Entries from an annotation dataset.
■ ■ ■ ■ ■

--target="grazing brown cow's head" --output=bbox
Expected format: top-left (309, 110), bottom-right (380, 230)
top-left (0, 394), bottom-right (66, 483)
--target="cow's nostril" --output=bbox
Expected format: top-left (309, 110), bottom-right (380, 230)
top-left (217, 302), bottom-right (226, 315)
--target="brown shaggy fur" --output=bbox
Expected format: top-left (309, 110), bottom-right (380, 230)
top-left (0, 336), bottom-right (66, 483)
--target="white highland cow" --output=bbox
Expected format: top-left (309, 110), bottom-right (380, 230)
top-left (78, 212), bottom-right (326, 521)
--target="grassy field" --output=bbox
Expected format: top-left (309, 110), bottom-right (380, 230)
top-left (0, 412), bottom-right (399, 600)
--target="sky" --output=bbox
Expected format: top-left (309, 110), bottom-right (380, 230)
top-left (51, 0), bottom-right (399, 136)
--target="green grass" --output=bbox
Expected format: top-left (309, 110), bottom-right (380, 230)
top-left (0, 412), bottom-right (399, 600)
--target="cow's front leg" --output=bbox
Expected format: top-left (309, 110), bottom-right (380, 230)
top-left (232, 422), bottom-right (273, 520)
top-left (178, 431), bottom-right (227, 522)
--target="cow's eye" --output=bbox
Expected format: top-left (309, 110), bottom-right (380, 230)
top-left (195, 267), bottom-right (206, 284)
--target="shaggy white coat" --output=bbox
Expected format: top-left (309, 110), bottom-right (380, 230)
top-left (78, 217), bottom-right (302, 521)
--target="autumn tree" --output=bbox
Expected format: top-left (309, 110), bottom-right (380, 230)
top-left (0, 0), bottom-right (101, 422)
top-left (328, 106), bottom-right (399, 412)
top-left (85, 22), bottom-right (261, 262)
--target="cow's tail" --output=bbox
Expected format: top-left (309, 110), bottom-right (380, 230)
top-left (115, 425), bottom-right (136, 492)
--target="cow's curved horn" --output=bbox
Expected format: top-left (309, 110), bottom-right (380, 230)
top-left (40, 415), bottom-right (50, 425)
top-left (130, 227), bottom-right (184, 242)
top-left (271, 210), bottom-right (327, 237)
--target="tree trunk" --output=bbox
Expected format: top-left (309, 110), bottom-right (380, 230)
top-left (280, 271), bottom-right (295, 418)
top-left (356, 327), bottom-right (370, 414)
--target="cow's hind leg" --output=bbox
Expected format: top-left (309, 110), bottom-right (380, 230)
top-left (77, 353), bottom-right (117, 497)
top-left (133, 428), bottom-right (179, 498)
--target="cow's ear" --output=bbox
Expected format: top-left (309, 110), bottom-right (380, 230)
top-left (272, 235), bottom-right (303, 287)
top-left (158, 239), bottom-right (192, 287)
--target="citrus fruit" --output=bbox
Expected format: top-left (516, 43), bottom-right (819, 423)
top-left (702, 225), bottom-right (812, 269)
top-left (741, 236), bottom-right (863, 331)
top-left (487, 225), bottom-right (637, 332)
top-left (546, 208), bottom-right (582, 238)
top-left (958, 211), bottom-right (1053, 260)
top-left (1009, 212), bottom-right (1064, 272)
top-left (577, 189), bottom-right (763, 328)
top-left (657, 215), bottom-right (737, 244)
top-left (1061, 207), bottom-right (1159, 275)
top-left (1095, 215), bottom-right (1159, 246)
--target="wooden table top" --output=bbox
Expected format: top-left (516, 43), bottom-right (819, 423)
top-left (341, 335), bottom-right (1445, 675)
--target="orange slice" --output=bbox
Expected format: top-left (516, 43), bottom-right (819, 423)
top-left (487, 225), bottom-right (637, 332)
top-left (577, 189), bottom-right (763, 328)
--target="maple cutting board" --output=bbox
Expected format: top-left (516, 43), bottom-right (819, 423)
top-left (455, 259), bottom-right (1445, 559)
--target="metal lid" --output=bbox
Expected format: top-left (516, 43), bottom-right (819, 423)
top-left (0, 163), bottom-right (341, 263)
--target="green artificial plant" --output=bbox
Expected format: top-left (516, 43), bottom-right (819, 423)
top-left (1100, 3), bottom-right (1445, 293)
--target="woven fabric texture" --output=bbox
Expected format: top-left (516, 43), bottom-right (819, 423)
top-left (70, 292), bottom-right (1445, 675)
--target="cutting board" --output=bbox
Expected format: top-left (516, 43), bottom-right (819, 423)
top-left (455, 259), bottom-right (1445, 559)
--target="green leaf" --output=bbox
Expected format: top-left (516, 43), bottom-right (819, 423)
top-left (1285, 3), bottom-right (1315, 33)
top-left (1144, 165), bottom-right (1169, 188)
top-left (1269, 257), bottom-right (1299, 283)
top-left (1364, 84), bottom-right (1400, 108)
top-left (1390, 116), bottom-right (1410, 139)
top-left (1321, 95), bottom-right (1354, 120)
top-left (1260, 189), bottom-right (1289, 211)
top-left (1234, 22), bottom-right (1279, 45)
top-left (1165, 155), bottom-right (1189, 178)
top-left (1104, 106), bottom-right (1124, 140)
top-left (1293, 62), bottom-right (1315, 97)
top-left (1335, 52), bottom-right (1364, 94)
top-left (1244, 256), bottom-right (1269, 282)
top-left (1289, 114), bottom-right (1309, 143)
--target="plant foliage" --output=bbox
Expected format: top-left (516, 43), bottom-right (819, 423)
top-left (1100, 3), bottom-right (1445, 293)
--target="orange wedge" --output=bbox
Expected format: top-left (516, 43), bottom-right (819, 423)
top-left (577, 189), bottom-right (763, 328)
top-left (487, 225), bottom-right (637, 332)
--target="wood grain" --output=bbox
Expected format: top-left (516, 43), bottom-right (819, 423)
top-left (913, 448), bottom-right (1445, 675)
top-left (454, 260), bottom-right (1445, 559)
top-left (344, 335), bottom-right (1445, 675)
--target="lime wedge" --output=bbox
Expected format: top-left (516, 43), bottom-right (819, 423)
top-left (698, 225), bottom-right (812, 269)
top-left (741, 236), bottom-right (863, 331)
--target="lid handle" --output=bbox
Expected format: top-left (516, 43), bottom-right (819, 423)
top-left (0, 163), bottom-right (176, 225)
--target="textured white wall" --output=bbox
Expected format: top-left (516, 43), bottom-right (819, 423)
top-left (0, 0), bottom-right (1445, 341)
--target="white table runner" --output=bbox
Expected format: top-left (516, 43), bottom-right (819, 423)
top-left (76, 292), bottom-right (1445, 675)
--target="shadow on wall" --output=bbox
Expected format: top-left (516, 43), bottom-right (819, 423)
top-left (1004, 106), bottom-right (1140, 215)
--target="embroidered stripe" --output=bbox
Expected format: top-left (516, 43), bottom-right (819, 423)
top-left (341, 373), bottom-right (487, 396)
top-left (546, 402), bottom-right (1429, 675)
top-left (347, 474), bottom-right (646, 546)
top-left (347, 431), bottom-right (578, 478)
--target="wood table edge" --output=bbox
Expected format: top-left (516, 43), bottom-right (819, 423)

■ ■ ■ ■ ■

EXERCISE DIRECTIONS. Rewrite every line of the data as a JSON list of strings, with one string per line and blank lines omitted.

CORRECT ANSWER.
[
  "--target=\"grazing brown cow's head\" --output=bbox",
  "Expected format: top-left (309, 110), bottom-right (380, 230)",
  "top-left (0, 394), bottom-right (66, 483)",
  "--target=\"cow's nostril\" --output=bbox",
  "Expected format: top-left (309, 110), bottom-right (380, 230)",
  "top-left (217, 302), bottom-right (226, 315)",
  "--target=\"brown shaggy fur\" --output=bbox",
  "Expected format: top-left (309, 110), bottom-right (380, 230)",
  "top-left (0, 336), bottom-right (66, 483)",
  "--target=\"white highland cow\" --output=bbox",
  "Expected format: top-left (309, 110), bottom-right (380, 230)",
  "top-left (78, 212), bottom-right (326, 521)",
  "--target=\"grassy field\" --output=bbox",
  "Expected format: top-left (309, 110), bottom-right (380, 230)",
  "top-left (0, 412), bottom-right (399, 600)",
  "--target=\"sky\" --output=bbox",
  "Expected format: top-left (309, 110), bottom-right (380, 230)",
  "top-left (51, 0), bottom-right (399, 136)",
  "--target=\"green grass\" --output=bbox",
  "Expected format: top-left (309, 110), bottom-right (380, 230)",
  "top-left (0, 412), bottom-right (399, 600)",
  "--target=\"cow's front leg\" --output=bbox",
  "Expected format: top-left (309, 110), bottom-right (380, 230)",
  "top-left (232, 422), bottom-right (273, 520)",
  "top-left (178, 431), bottom-right (227, 522)",
  "--target=\"cow's eye\" --output=bbox",
  "Expected format: top-left (309, 110), bottom-right (380, 230)",
  "top-left (195, 267), bottom-right (206, 284)",
  "--target=\"shaggy white coat\" --output=bbox",
  "Expected format: top-left (309, 110), bottom-right (380, 230)",
  "top-left (78, 217), bottom-right (302, 521)",
  "--target=\"autumn tree\" --output=bbox",
  "Expected format: top-left (309, 110), bottom-right (380, 230)",
  "top-left (0, 0), bottom-right (101, 422)",
  "top-left (328, 106), bottom-right (399, 412)",
  "top-left (85, 22), bottom-right (261, 262)",
  "--target=\"cow's tail\" --output=bbox",
  "Expected format: top-left (309, 110), bottom-right (380, 230)",
  "top-left (115, 425), bottom-right (136, 492)",
  "--target=\"cow's curved horn\" --output=bbox",
  "Expected format: top-left (309, 110), bottom-right (380, 230)",
  "top-left (40, 415), bottom-right (50, 425)",
  "top-left (130, 227), bottom-right (184, 242)",
  "top-left (271, 210), bottom-right (327, 237)",
  "--target=\"tree trunk\" --output=bbox",
  "Expected format: top-left (309, 110), bottom-right (380, 230)",
  "top-left (280, 271), bottom-right (295, 418)",
  "top-left (356, 327), bottom-right (370, 414)",
  "--target=\"cow's hind leg\" --output=bbox",
  "Expected format: top-left (309, 110), bottom-right (380, 230)",
  "top-left (77, 353), bottom-right (117, 497)",
  "top-left (133, 428), bottom-right (179, 498)",
  "--target=\"cow's ear\" --output=bbox",
  "Expected format: top-left (309, 110), bottom-right (380, 230)",
  "top-left (272, 235), bottom-right (303, 287)",
  "top-left (158, 239), bottom-right (192, 287)",
  "--target=\"citrus fruit\" --output=bbox",
  "Expected format: top-left (516, 43), bottom-right (819, 423)",
  "top-left (702, 225), bottom-right (812, 269)",
  "top-left (741, 236), bottom-right (863, 331)",
  "top-left (487, 225), bottom-right (637, 332)",
  "top-left (546, 208), bottom-right (582, 238)",
  "top-left (958, 211), bottom-right (1053, 260)",
  "top-left (1009, 212), bottom-right (1064, 272)",
  "top-left (577, 189), bottom-right (763, 328)",
  "top-left (657, 215), bottom-right (737, 244)",
  "top-left (1061, 207), bottom-right (1159, 275)",
  "top-left (1095, 215), bottom-right (1159, 246)",
  "--target=\"wooden table top\" --output=bbox",
  "Expected format: top-left (516, 43), bottom-right (819, 423)",
  "top-left (341, 335), bottom-right (1445, 675)",
  "--target=\"orange slice\" --output=bbox",
  "Expected format: top-left (516, 43), bottom-right (819, 423)",
  "top-left (487, 225), bottom-right (637, 332)",
  "top-left (577, 189), bottom-right (763, 328)",
  "--target=\"maple cutting board\" --output=bbox",
  "Expected format: top-left (516, 43), bottom-right (819, 423)",
  "top-left (455, 259), bottom-right (1445, 559)",
  "--target=\"metal lid\" --output=bbox",
  "Expected format: top-left (516, 43), bottom-right (819, 423)",
  "top-left (0, 163), bottom-right (341, 263)",
  "--target=\"green artificial plant\" --output=bbox",
  "Expected format: top-left (516, 43), bottom-right (819, 423)",
  "top-left (1100, 3), bottom-right (1445, 293)",
  "--target=\"woven fabric texture\" --output=bbox",
  "Expected format: top-left (516, 43), bottom-right (819, 423)",
  "top-left (70, 292), bottom-right (1445, 675)",
  "--target=\"cutting board\" --output=bbox",
  "Expected format: top-left (516, 43), bottom-right (819, 423)",
  "top-left (455, 259), bottom-right (1445, 559)",
  "--target=\"green leaf\" --output=bbox",
  "Expected format: top-left (516, 43), bottom-right (819, 423)",
  "top-left (1285, 3), bottom-right (1315, 33)",
  "top-left (1144, 165), bottom-right (1169, 188)",
  "top-left (1269, 257), bottom-right (1299, 283)",
  "top-left (1364, 84), bottom-right (1400, 108)",
  "top-left (1390, 116), bottom-right (1410, 139)",
  "top-left (1321, 95), bottom-right (1354, 120)",
  "top-left (1260, 189), bottom-right (1289, 211)",
  "top-left (1234, 22), bottom-right (1279, 45)",
  "top-left (1165, 155), bottom-right (1189, 178)",
  "top-left (1104, 106), bottom-right (1124, 140)",
  "top-left (1293, 62), bottom-right (1315, 97)",
  "top-left (1335, 52), bottom-right (1364, 94)",
  "top-left (1244, 256), bottom-right (1269, 282)",
  "top-left (1289, 114), bottom-right (1309, 143)",
  "--target=\"plant foliage\" --output=bbox",
  "Expected format: top-left (516, 43), bottom-right (819, 423)",
  "top-left (1100, 3), bottom-right (1445, 293)",
  "--target=\"orange wedge\" --output=bbox",
  "Expected format: top-left (516, 43), bottom-right (819, 423)",
  "top-left (577, 189), bottom-right (763, 328)",
  "top-left (487, 225), bottom-right (637, 332)",
  "--target=\"wood grain\" --output=bbox",
  "Expected format: top-left (516, 43), bottom-right (819, 423)",
  "top-left (913, 448), bottom-right (1445, 675)",
  "top-left (454, 260), bottom-right (1445, 559)",
  "top-left (344, 335), bottom-right (1445, 675)",
  "--target=\"lime wedge\" --output=bbox",
  "Expected format: top-left (516, 43), bottom-right (819, 423)",
  "top-left (698, 225), bottom-right (812, 269)",
  "top-left (741, 236), bottom-right (863, 331)",
  "--target=\"lid handle\" --output=bbox",
  "Expected format: top-left (516, 43), bottom-right (819, 423)",
  "top-left (0, 163), bottom-right (176, 225)",
  "--target=\"textured white wall\" --output=bbox",
  "Expected format: top-left (516, 43), bottom-right (819, 423)",
  "top-left (0, 0), bottom-right (1445, 341)",
  "--target=\"white table runner\" --output=bbox",
  "Expected format: top-left (516, 43), bottom-right (819, 423)",
  "top-left (76, 292), bottom-right (1445, 675)",
  "--target=\"shadow on wall\" --output=bbox",
  "Expected format: top-left (516, 43), bottom-right (819, 423)",
  "top-left (1004, 106), bottom-right (1140, 215)",
  "--target=\"embroidered stripe\" --output=bbox",
  "Expected format: top-left (516, 43), bottom-right (819, 423)",
  "top-left (341, 373), bottom-right (487, 396)",
  "top-left (546, 402), bottom-right (1429, 675)",
  "top-left (347, 474), bottom-right (646, 546)",
  "top-left (347, 431), bottom-right (578, 478)",
  "--target=\"wood table edge\" --output=bbox",
  "Expected format: top-left (516, 43), bottom-right (819, 423)"
]